* FRAGMENT *
Zgodnie z Biblią, cechą charakterystyczną czasów ostatecznych będzie pojawienie się ogromnej ilości fałszywych nauczycieli i proroków. Skąd to wiemy? Pan Jezus mówił, że tak właśnie będzie! Powstaje więc pytanie, w jaki sposób mamy konfrontować fałszywych nauczycieli i ich nauki. Publicznie, tak jak i oni głoszą swoje poglądy, czy może prywatnie?
Moja
książka Faith Undone wywołała sporo kontrowersji. Przygotowując
się do jej napisania przeczytałem ponad 60 książek napisanych przez ludzi
utożsamiających się z Nowopowstającym Kościołem oraz Ruchem Świadomego Celu.
Nie została więc ona zredagowana w pośpiechu, ale dokładnie zbadałem cały
materiał, który pozwolił mi dojść do jednej konkluzji: biblijne chrześcijaństwo
jest atakowane. Wielu autorów tych
książek, jest jednocześnie pasterzami stojącym na czele swoich stad.
Krytycy mojej książki
przeważnie mają kilka cech wspólnych. Po pierwsze, nie interesuje ich
zapoznanie się z moim opracowaniem tak, aby sami mogli sprawdzić podane przeze
mnie wiadomości i ostrzeżenia w odniesieniu do Nowopowstającego Kościoła.
Mówią, że wiedzą o czym jest moja książka bo jestem zawsze w opozycji wobec
głównego nurtu panującego w chrześcijaństwie. Twierdzą również, że współcześni chrześcijanie powinni
być znani z tego co popierają, a nie z tego czemu się sprzeciwiają.
Tego
typu komentarze przerażają mnie w świetle ziemskiej służby Pana Jezusa, który w
wyraźny sposób demaskował wszelkie zwiedzenie. Tak
samo czynili apostołowie Piotr i Jan oraz Juda. Czy oni nie przestrzegali
wierzących o wilkach przebranych za pasterzy i niszczących stado?
Istnieją
dziś pasterze, których publiczne oświadczenia i deklaracje są w całkowitej
sprzeczności ze Słowem Bożym. Moi krytycy pytają mnie: "Czy osobiście
udałeś się do tych braci i prywatnie omówiłeś z nimi swoje obawy przed
napisaniem o tym publicznie, zgodnie z zaleceniami Mateusza 18?".

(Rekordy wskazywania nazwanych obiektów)
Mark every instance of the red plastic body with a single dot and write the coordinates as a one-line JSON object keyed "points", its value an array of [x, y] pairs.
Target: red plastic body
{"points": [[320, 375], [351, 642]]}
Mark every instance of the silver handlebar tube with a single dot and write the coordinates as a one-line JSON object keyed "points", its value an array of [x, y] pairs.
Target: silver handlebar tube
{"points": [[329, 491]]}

* CZĘŚCI ĆWICZENIA *
1: Kogo tekst o fałszywych nauczycielach wymienia jako tych, którzy demaskowali zwiedzenie lub przestrzegali przed nim wierzących? Podaj wszystkie te osoby.
2: Kontynuuj tekst o fałszywych nauczycielach od ostatniego przytoczonego w nim zdania.
Pozycje to materiał niezależny od tekstu o fałszywych nauczycielach.

* ODPOWIEDZI DO ZADAŃ *
1: Pan Jezus, Piotr, Jan, Juda

2:
Ciekawe pytanie, prawda?
Ale czy to jest właściwa droga, kiedy niebiblijne wypowiedzi są głoszone
publicznie? Czy Paweł udawał się bezpośrednio do swoich krytyków, którzy
głosili heretyckie bzdury na forum publicznym? Co zrobił Juda pisząc swój list?
Napisał ostrzeżenie: "Wkradli się bowiem pomiędzy was jacyś ludzie.."
(Jud 1,4) ukazując, że byli oni bardzo niebezpieczni. Przestrzegał
owce, tak jak każdy strażnik powinien uczynić.
Ponadto,
wydaje mi się, że ci którzy zalecali mi bezpośredni kontakt z ludźmi, o których
zamierzałem napisać w swojej książce, sami nie stosują się do swoich porad. Ostatnio
pewna grupa pastorów wykonała prywatny atak na moją osobę w swoim tajemnym
kółku dyskusyjnym. Dowiedziałem się o tym
tylko dlatego, że człowiek pełniący funkcję sędziego w tym panelu dyskusyjnym
poinformował mnie o tym, twierdząc jednocześnie, że musiał przerwać dyskusję bo
wymknęła się ona spod kontroli.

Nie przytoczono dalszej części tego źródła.